**Supplied material**
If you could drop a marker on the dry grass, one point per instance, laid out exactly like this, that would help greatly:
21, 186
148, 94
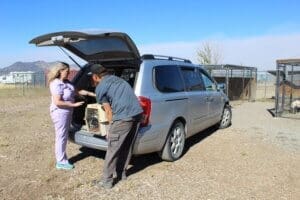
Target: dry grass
249, 160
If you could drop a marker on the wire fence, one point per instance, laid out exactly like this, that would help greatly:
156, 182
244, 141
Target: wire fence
21, 83
266, 85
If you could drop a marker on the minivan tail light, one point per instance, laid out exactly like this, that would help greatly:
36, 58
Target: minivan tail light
146, 106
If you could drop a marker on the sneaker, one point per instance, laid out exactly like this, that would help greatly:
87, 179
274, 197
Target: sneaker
65, 166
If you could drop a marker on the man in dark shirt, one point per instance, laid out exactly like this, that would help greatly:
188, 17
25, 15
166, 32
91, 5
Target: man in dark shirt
124, 113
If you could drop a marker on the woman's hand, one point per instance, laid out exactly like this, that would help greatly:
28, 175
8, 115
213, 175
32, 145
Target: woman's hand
77, 104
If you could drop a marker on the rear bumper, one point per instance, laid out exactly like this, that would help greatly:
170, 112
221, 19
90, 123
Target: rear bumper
148, 140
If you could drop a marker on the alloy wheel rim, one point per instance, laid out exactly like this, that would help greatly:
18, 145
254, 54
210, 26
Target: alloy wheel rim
226, 117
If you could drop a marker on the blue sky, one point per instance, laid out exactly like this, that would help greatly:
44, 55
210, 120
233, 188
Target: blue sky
253, 33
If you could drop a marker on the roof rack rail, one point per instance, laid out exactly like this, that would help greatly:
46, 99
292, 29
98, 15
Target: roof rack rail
161, 57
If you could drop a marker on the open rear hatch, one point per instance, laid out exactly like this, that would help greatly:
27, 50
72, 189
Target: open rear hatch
94, 47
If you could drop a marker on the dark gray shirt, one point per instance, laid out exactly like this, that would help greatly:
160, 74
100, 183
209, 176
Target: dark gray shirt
119, 94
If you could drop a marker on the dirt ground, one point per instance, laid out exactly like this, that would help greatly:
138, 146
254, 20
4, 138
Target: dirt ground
256, 158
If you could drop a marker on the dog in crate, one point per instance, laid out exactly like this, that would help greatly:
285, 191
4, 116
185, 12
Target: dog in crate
96, 120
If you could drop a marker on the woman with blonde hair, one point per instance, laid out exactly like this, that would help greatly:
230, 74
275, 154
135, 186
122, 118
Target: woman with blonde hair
61, 109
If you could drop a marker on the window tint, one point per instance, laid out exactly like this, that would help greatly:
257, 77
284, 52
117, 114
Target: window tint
209, 84
192, 79
168, 79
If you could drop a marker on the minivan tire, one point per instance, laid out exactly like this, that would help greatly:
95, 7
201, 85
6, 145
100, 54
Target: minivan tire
175, 142
226, 117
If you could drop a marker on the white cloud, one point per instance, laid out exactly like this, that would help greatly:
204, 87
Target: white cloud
261, 52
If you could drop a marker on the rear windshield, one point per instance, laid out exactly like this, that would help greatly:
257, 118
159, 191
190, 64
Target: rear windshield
97, 45
168, 79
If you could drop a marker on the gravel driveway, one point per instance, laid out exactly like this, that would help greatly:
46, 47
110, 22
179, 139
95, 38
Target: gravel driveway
256, 158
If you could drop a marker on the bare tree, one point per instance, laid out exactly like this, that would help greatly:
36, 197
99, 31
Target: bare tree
208, 54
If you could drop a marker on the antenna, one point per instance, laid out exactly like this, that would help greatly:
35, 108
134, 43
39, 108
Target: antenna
71, 57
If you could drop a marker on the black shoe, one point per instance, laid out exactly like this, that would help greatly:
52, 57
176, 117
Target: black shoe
103, 184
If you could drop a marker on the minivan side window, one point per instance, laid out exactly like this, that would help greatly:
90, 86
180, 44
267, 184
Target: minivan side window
168, 79
192, 79
209, 84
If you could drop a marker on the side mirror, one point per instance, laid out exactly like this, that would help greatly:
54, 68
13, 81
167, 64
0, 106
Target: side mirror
221, 87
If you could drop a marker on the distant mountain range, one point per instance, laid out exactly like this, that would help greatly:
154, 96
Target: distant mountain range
36, 66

**Exercise**
Leave every image out, and retype the material exactly.

**Exercise response**
If you could drop a marker on the dry grass, one point per instance, laid out exactly like this, that would help greatly:
21, 186
148, 94
Target: dry grass
249, 160
If you could drop a marker on the wire fence, one point per instance, laid out exactly like this, that would help greatly:
156, 182
244, 141
Target: wire fence
21, 83
266, 85
If you could drop a marker on the minivan tail light, one point per instance, laid out exactly like this, that would help greatly:
36, 58
Target: minivan tail light
146, 106
If you could drop a marker on the sneaker, one point per instance, laid out exactly like this, that would help greatly:
87, 179
274, 197
Target: sneaker
65, 166
If you could drop a marker on the man in dark shirt, one point per instance, laid out exactly like this, that would help greatly:
188, 17
25, 15
166, 32
91, 5
Target: man in dark shirt
124, 113
If you could drop a marker on the woman's hand, one point per instance, laid out exactly like this, that would help greatly:
28, 175
8, 115
213, 175
32, 145
Target: woman's hand
77, 104
If you could drop a marker on the rear bumper, one point per instance, laid out exactly like this, that would help greatly:
170, 112
221, 19
90, 123
Target: rear bumper
148, 140
If you could drop a marker on the alloy wheel rim, one point per instance, laid out exactly like this, that would help greatly:
18, 145
254, 54
210, 26
Target: alloy wheel rim
226, 117
If you could drop a marker on the blue sky, one point per instance, laid out exactly like this, that would help greatly:
44, 55
210, 120
233, 188
Target: blue sky
253, 33
If you could drop a marker on the roof rack rail, one point per instance, laid out exactly like this, that would help greatly:
46, 99
292, 29
98, 15
Target: roof rack rail
161, 57
If you could drop a marker on the open rear hatch, one point per instance, laid out exactly like this, that would help greatly:
27, 50
72, 189
Target: open rear hatch
94, 47
If you could drop a marker on the dark gray shirt, one point per instance, laid out exactly like this, that would help greatly:
160, 74
100, 183
209, 176
Target: dark gray shirt
119, 94
If you could drop a marker on the dirt ground, one point per instance, laid out exactly like this, that would help greatly:
138, 146
254, 20
4, 138
Target: dirt ground
256, 158
If you could drop a marker on the dog in crate, one point per instance, laid out exactly like this, that would help greatly:
285, 191
4, 116
185, 12
Target: dog in crate
96, 120
If you could drop a marker on the woman with blonde hair, one point per instance, laid out exactly like this, that would help greatly:
230, 74
275, 154
135, 186
122, 118
Target: woman with blonde hair
61, 109
If you could drop a marker on the window tint, one point per instance, laid out exactly like this, that would help greatly:
257, 77
284, 52
117, 114
Target: window tint
209, 84
192, 79
168, 79
If you could drop a marker on the minivan tire, one point per instance, laid out exactly like this, that would help greatly:
95, 7
201, 85
6, 145
100, 54
Target: minivan tire
175, 142
226, 117
If you could drop a marker on the white cloud, one point per instance, laid out exactly like this, that would help greatly:
204, 87
Target: white cloud
261, 52
If you could drop a marker on the rear windshield, one point per instance, laid out exactly like this, that would help greatly:
257, 118
159, 191
190, 64
Target: rear windshield
97, 45
168, 79
If you could drop a marker on the gravel driveway, one point per instance, laid out exactly like this, that would help greatly:
46, 47
110, 22
179, 139
95, 38
Target: gravel driveway
256, 158
If you could drop a marker on the bare tree, one point per instance, laid out exactly like this, that would help greatly:
36, 197
99, 31
Target: bare tree
208, 54
If you could drop a marker on the antenna, one point per instance, laid out exactly like this, that would help greatly:
35, 108
134, 43
39, 108
Target: antenna
71, 57
If you could drop a marker on the black shoe, one point per instance, laid out exactly like this, that would help greatly:
52, 57
176, 117
Target: black shoe
103, 184
If you could drop a marker on the minivan side window, one point per instance, laid out exactly like this, that would help greatly:
90, 86
180, 44
267, 184
Target: minivan side window
168, 79
192, 79
209, 84
If you could drop a marker on the side mirror, one point per instance, laid out exactly like this, that would help greatly:
54, 68
13, 81
167, 64
0, 106
Target: side mirror
221, 87
If you could drop a marker on the distant mountain range, one point per instance, laid out exactly like this, that would help greatly:
154, 96
Target: distant mountain range
36, 66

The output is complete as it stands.